- **EXTRAIT CITÉ**
####################
A propos du GPV, JACQUES, un autre vieil habitant, demande le statu quo, « Arrêtons de détruire, arrêtons le mépris. Chaque immeuble détruit, c’est un point de repère de moins pour les jeunes, et comme déjà ils n’en ont pas beaucoup... Et puis, la destruction fait perdre de la qualité de vie. Car nos appartements sont grands, spacieux, confortables, et les constructions actuelles sont riquiquis ».

MONIQUE ajoute : « Au lieu de détruire, nous avons besoin d’équipements collectifs et de services publics. Les associations se plaignent de ne pas avoir de salle de réunion ».

FARID surenchérit : « Le GPV a créé de la rage et de la haine, car pour les jeunes du quartier, c’est le moyen de détruire certains immeubles. Comme par hasard ceux qui étaient les lieux de rassemblement de jeunes. C’est une destruction ciblée. On veut faire partir une certaine catégorie de la population ».

FARID explique que « les Maghrébins sont souvent peu éduqués et peu diplômés, alors ils restent en dehors des débats, ils sont difficiles à mobiliser. Souvent, certains parlent à leur place, car ils ont du mal à s’exprimer, mais pour autant, ce qui est dit en leur nom n’est pas ce qu’ils pensent  ».

CHRISTIAN se moque : « Avec les destructions, les autorités ne raisonnent pas en adultes. Ils montrent aux jeunes qu’ils sont plus forts qu’eux en détruisant leur maison ».Plusieurs échos dans la salle sur les propos dangereux de Sarkozy.

Jacques, la cinquantaine, synthétise la pensée de la salle en soulignant que « les habitants se sentent attaqués de toutes parts : par la vie, par la société, par les médias, et par Sarkozy, ministre de la guerre civile. Nous voulons moins de mépris et plus d’actes. Pourquoi avoir supprimé les îlotiers ? Pour une fois, je comprends la colère des jeunes. J’ai presque envie de vous dire que cette fois, moi aussi, je serai dans la rue, car c’est le seul moyen que j’aie pour dénoncer le discours de haine de Sarkozy ».
####################
- **DONNÉES FOURNIES**
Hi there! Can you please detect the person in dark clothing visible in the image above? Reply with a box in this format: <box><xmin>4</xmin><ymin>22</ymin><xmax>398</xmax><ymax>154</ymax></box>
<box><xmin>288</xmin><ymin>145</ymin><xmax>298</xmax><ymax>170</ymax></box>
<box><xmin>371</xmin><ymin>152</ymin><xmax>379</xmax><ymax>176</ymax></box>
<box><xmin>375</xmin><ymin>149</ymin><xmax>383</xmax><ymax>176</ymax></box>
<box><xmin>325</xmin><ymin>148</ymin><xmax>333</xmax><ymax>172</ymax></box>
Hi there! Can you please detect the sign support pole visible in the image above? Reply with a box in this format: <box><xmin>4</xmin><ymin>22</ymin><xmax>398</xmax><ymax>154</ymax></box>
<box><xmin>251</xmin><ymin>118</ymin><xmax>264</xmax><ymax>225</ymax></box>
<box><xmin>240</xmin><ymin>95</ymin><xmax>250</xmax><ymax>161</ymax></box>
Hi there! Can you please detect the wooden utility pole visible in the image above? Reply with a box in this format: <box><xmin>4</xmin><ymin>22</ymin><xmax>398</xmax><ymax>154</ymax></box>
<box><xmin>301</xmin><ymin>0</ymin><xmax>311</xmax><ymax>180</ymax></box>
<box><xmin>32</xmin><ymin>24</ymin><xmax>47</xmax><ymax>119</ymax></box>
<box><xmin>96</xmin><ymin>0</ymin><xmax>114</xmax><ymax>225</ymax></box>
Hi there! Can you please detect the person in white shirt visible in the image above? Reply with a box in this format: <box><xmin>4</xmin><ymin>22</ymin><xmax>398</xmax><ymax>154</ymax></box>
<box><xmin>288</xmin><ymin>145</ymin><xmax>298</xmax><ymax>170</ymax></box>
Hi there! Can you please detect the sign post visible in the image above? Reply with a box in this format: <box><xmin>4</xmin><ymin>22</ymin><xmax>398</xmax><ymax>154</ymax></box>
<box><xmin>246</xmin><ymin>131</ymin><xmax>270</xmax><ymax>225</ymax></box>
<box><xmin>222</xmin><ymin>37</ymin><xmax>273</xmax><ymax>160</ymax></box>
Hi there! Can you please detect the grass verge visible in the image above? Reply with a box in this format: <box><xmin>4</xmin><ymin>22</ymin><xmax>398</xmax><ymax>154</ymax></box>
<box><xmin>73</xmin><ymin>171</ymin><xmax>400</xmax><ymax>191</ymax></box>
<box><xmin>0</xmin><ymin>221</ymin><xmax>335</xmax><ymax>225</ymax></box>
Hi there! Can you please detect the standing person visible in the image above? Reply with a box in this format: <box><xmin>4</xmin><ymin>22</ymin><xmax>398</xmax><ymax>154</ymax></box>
####################
- **QUESTIONS**
1) D'après l'extrait, de quoi les associations se plaignent-elles ?
2) Recopiez le passage de l'extrait compris entre « FARID explique que » et « dangereux de Sarkozy. », inclus.

- **RÉPONSES DANS L'ORDRE**
1) Elles se plaignent de ne pas avoir de salle de réunion.

2)
FARID explique que « les Maghrébins sont souvent peu éduqués et peu diplômés, alors ils restent en dehors des débats, ils sont difficiles à mobiliser. Souvent, certains parlent à leur place, car ils ont du mal à s’exprimer, mais pour autant, ce qui est dit en leur nom n’est pas ce qu’ils pensent  ».

CHRISTIAN se moque : « Avec les destructions, les autorités ne raisonnent pas en adultes. Ils montrent aux jeunes qu’ils sont plus forts qu’eux en détruisant leur maison ».Plusieurs échos dans la salle sur les propos dangereux de Sarkozy.